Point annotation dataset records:
****

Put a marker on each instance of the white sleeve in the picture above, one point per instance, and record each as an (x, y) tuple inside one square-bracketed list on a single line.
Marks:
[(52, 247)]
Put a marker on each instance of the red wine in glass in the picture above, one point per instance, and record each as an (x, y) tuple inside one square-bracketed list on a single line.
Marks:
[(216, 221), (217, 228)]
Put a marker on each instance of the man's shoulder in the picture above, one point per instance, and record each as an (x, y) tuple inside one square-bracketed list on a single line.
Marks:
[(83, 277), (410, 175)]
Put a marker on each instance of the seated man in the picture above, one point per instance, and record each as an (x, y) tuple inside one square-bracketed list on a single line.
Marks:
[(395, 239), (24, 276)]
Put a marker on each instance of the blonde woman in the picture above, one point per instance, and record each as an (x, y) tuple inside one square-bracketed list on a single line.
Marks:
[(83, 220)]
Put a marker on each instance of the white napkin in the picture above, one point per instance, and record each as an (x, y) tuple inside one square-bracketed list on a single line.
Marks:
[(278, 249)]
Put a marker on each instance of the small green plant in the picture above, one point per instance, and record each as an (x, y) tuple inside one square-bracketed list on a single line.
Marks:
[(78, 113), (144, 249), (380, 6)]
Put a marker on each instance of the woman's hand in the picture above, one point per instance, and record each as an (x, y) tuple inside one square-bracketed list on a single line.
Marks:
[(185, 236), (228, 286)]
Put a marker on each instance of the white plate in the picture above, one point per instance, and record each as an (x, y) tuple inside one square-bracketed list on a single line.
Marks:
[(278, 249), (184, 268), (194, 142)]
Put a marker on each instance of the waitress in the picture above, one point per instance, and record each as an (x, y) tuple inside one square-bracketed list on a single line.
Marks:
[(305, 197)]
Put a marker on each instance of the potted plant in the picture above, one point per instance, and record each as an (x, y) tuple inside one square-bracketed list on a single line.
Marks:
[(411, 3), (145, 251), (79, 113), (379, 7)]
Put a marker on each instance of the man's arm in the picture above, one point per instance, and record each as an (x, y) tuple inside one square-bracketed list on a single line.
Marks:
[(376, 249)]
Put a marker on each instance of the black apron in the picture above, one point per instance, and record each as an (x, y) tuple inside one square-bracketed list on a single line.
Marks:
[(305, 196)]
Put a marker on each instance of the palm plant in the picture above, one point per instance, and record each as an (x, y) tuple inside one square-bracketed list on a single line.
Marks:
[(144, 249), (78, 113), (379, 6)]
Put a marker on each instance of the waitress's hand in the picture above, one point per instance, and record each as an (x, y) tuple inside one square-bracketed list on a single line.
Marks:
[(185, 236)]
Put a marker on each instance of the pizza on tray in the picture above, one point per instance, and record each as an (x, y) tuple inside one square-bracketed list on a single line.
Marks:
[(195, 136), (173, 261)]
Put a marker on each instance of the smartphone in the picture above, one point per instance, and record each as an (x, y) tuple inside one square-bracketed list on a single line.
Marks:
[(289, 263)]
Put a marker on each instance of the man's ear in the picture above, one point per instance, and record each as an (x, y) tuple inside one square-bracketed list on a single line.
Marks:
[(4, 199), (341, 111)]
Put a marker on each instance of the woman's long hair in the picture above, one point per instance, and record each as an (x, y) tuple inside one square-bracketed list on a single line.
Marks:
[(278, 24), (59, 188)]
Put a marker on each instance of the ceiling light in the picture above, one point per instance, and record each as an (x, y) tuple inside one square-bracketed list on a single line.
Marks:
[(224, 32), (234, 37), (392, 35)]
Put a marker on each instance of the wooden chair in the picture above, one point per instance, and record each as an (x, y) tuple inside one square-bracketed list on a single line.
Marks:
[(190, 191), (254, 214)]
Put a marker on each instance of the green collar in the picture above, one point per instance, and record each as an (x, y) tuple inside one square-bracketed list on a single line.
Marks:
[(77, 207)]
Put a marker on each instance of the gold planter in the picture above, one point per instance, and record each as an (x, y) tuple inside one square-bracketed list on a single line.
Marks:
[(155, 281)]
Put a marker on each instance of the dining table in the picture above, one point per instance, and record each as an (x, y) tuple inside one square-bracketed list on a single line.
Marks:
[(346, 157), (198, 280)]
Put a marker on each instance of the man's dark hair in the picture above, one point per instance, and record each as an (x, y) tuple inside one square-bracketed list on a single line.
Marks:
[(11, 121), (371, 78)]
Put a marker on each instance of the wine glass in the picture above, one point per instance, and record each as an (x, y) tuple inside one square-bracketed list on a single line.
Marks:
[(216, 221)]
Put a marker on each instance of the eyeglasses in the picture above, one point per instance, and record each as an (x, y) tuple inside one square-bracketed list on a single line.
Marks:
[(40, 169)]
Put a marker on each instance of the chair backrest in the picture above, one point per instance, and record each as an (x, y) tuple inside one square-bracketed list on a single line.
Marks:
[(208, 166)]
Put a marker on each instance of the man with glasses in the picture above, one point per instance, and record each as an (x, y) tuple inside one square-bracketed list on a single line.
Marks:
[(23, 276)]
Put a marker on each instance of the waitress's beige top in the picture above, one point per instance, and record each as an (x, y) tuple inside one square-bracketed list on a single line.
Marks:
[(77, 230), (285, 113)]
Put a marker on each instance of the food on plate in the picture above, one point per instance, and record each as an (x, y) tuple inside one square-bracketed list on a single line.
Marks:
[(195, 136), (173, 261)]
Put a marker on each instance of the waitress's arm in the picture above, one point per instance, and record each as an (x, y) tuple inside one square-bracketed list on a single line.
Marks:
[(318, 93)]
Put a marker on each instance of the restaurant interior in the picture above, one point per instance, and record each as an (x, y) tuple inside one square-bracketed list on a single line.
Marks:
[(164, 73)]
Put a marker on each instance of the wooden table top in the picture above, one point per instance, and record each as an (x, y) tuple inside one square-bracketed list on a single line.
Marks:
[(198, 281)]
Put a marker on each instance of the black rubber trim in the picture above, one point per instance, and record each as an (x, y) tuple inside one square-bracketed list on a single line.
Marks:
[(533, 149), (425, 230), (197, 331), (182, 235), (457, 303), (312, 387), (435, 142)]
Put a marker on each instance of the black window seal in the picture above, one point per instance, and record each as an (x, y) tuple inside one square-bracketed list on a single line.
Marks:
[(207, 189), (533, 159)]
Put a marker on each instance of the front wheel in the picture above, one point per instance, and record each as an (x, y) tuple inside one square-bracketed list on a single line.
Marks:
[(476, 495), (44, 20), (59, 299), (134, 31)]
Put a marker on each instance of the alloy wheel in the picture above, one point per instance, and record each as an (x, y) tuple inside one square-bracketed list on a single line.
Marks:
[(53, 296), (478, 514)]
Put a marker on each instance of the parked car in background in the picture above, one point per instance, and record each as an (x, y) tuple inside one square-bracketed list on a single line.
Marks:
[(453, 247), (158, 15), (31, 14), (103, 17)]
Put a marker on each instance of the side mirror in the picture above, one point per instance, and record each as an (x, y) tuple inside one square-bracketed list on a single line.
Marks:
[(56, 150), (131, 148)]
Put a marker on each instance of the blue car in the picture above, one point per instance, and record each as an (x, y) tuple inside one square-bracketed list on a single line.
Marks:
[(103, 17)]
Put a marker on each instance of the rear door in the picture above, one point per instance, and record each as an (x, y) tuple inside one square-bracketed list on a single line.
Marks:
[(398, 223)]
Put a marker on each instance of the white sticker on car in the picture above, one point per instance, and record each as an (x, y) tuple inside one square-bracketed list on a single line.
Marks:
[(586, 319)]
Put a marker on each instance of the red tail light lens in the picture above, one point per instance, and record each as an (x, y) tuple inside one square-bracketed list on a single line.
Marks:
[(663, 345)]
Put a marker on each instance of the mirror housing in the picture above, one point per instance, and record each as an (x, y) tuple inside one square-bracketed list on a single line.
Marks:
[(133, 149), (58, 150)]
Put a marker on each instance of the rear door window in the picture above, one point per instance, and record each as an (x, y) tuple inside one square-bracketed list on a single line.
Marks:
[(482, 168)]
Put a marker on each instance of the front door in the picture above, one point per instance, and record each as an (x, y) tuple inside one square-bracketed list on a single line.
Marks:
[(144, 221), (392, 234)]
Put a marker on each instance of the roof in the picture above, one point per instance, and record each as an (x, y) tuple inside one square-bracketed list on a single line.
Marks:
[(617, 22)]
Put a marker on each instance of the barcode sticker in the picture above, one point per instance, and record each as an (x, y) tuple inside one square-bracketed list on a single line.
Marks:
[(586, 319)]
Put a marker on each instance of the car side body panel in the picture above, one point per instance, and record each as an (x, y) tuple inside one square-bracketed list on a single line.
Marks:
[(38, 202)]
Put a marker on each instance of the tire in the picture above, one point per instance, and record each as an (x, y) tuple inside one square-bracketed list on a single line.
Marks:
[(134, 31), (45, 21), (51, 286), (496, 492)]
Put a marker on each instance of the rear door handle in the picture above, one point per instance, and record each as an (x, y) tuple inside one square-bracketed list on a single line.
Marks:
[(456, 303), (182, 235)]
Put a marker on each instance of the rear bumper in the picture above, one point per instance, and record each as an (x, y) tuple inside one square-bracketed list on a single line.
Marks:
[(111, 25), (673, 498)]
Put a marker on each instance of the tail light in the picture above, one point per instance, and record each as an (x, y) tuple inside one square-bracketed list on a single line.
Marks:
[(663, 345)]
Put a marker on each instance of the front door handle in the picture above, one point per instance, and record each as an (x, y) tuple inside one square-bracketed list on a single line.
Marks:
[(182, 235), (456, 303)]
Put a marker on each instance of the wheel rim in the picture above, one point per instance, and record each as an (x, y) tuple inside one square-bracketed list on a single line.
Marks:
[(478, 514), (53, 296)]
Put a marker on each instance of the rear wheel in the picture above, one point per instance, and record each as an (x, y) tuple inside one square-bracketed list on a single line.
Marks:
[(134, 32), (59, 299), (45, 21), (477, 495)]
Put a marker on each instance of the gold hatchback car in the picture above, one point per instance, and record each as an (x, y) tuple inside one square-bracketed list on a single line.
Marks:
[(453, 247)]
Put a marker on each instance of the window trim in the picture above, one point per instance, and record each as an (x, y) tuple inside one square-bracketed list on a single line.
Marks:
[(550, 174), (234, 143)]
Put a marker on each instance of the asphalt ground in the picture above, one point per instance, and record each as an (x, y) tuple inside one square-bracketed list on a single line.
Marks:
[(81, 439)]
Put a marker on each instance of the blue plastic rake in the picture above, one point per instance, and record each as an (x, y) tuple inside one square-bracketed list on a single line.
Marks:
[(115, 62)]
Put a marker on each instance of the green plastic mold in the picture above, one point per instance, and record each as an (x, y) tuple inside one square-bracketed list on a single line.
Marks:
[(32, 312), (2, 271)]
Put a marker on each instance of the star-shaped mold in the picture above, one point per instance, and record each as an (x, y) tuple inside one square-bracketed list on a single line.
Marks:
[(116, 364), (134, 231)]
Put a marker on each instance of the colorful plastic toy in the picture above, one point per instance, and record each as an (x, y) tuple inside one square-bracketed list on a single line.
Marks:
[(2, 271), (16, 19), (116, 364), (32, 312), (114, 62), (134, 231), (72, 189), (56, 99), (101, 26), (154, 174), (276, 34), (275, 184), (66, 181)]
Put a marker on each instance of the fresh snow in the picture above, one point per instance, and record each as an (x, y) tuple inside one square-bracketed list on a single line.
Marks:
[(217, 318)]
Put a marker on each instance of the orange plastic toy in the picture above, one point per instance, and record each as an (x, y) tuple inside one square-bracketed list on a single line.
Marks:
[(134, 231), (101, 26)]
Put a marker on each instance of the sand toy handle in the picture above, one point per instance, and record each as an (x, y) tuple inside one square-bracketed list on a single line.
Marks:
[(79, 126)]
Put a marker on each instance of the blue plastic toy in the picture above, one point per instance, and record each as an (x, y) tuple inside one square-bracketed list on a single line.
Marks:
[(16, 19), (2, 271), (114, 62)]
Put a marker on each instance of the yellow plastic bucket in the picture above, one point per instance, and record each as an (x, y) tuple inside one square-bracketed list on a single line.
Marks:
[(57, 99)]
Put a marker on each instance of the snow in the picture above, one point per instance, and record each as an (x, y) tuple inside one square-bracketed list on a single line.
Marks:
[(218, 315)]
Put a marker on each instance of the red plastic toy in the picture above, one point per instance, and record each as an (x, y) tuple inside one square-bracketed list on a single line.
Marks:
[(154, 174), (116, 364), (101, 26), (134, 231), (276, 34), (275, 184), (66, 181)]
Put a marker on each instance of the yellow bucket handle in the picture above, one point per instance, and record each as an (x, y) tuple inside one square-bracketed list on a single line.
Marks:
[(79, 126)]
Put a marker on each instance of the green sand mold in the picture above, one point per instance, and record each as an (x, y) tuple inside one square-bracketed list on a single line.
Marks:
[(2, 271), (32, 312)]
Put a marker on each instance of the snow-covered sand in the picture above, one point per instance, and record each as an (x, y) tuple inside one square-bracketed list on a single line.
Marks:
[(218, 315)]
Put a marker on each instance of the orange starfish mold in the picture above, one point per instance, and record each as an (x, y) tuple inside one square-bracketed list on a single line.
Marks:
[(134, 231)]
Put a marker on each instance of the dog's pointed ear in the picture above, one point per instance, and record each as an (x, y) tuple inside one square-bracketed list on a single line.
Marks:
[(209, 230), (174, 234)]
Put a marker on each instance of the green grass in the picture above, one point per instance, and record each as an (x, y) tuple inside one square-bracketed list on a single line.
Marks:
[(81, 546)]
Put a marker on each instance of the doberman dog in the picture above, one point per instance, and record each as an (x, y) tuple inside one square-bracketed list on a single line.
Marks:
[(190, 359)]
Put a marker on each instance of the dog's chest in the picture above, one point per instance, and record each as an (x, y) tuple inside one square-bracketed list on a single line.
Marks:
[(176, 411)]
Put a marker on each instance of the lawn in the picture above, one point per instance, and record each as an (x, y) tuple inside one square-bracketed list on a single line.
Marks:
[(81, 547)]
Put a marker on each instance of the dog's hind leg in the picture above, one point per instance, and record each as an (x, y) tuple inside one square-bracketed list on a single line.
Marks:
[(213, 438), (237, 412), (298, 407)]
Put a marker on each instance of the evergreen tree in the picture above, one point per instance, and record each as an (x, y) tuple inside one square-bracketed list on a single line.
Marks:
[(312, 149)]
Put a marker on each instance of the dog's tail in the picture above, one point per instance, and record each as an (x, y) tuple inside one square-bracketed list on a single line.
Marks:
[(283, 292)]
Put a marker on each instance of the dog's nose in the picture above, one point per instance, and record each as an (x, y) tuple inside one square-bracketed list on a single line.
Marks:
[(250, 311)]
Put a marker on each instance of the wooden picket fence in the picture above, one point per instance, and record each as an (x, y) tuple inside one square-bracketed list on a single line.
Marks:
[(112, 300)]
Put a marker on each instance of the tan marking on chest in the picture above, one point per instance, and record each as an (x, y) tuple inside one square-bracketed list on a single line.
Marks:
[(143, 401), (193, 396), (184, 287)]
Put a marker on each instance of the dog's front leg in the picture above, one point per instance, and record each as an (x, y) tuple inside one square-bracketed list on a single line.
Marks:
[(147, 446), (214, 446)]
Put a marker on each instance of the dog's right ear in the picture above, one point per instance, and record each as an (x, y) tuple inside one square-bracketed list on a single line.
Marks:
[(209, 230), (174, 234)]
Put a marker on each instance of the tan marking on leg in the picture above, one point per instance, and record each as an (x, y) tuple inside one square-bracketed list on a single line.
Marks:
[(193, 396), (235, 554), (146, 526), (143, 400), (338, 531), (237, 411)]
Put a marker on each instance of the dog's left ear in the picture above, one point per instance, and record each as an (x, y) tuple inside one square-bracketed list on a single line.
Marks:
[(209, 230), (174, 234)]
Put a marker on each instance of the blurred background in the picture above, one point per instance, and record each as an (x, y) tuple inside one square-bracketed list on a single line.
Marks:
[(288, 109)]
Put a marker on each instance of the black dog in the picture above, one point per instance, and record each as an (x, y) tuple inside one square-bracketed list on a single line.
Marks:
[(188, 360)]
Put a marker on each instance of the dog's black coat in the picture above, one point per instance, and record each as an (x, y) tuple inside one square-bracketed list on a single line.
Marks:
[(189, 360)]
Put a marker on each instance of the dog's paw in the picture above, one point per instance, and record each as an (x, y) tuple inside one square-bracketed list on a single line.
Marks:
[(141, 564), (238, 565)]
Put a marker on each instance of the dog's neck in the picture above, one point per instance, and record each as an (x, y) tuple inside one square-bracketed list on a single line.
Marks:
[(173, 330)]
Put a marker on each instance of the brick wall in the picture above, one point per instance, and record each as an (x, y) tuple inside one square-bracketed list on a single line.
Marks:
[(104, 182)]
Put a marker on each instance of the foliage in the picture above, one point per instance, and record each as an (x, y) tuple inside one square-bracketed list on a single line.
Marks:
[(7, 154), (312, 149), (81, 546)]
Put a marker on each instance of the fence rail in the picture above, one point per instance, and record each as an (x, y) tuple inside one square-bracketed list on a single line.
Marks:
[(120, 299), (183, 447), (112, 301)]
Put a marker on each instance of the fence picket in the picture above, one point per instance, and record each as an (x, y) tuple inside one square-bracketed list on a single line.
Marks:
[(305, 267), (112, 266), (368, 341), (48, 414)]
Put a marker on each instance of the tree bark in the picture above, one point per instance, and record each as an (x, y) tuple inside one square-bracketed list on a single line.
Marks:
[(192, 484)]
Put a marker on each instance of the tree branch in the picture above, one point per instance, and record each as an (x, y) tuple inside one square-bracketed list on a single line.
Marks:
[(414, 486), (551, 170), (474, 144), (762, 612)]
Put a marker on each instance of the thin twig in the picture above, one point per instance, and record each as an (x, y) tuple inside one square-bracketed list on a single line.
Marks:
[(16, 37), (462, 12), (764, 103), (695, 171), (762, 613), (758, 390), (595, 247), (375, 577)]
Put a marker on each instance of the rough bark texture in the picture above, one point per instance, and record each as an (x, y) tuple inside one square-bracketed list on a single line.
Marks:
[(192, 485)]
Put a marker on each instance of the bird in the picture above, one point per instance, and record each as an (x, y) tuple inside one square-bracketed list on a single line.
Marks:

****

Revise the lines beginning with the line that contains "Put a marker on each instance of the blonde" and continuing through the line that contains "[(78, 113), (144, 249), (380, 6)]" by substituting "serviette" for "napkin" and altering nothing else. Reproduce only those lines in full.

Put a marker on each instance of the blonde woman in the picture above, one point per instance, and record each as an (x, y) tuple inside one square-bracketed list on a single line.
Marks:
[(83, 220)]
Put a marker on each instance of the white serviette in the picture above, one point per instance, and record each as an (x, y) tuple inside one square-bracketed list on a single line.
Marks:
[(278, 249)]
Put a marker on each instance of the small green plant in the picture above, one point per instance, and record each as an (x, y) tuple inside one square-bracketed list on a single line.
Marks:
[(78, 113), (144, 249), (380, 6)]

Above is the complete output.